PROMPT =
The first line to keep is the one containing "box_format: JSON array"; restate it and all lines after it through the end of the material, word for word and nothing else.
□ □ □ □
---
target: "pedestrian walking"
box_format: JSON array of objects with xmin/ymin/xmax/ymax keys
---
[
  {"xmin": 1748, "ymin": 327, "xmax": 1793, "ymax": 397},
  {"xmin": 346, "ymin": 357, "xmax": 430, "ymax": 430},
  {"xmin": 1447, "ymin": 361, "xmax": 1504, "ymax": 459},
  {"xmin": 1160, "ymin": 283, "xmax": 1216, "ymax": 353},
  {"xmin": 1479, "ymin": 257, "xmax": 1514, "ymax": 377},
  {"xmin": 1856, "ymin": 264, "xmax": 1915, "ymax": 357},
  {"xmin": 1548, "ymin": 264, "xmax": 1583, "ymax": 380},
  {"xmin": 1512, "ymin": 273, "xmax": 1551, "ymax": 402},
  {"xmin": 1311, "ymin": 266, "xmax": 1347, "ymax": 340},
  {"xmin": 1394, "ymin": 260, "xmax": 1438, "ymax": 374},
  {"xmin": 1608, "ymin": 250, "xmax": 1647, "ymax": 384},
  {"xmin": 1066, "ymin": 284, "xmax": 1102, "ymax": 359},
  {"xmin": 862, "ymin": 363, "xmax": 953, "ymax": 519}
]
□ □ □ □
SOLUTION FOR THIS TASK =
box_format: JSON array of objects with xmin/ymin/xmax/ymax keys
---
[
  {"xmin": 1748, "ymin": 327, "xmax": 1793, "ymax": 397},
  {"xmin": 346, "ymin": 357, "xmax": 430, "ymax": 430},
  {"xmin": 1447, "ymin": 361, "xmax": 1504, "ymax": 459},
  {"xmin": 1160, "ymin": 283, "xmax": 1216, "ymax": 353},
  {"xmin": 1479, "ymin": 257, "xmax": 1514, "ymax": 377},
  {"xmin": 1856, "ymin": 264, "xmax": 1915, "ymax": 357},
  {"xmin": 1548, "ymin": 264, "xmax": 1583, "ymax": 380},
  {"xmin": 1512, "ymin": 273, "xmax": 1551, "ymax": 402},
  {"xmin": 1311, "ymin": 266, "xmax": 1347, "ymax": 340},
  {"xmin": 1394, "ymin": 260, "xmax": 1438, "ymax": 374},
  {"xmin": 1608, "ymin": 250, "xmax": 1647, "ymax": 384},
  {"xmin": 1066, "ymin": 284, "xmax": 1102, "ymax": 359},
  {"xmin": 862, "ymin": 363, "xmax": 953, "ymax": 519}
]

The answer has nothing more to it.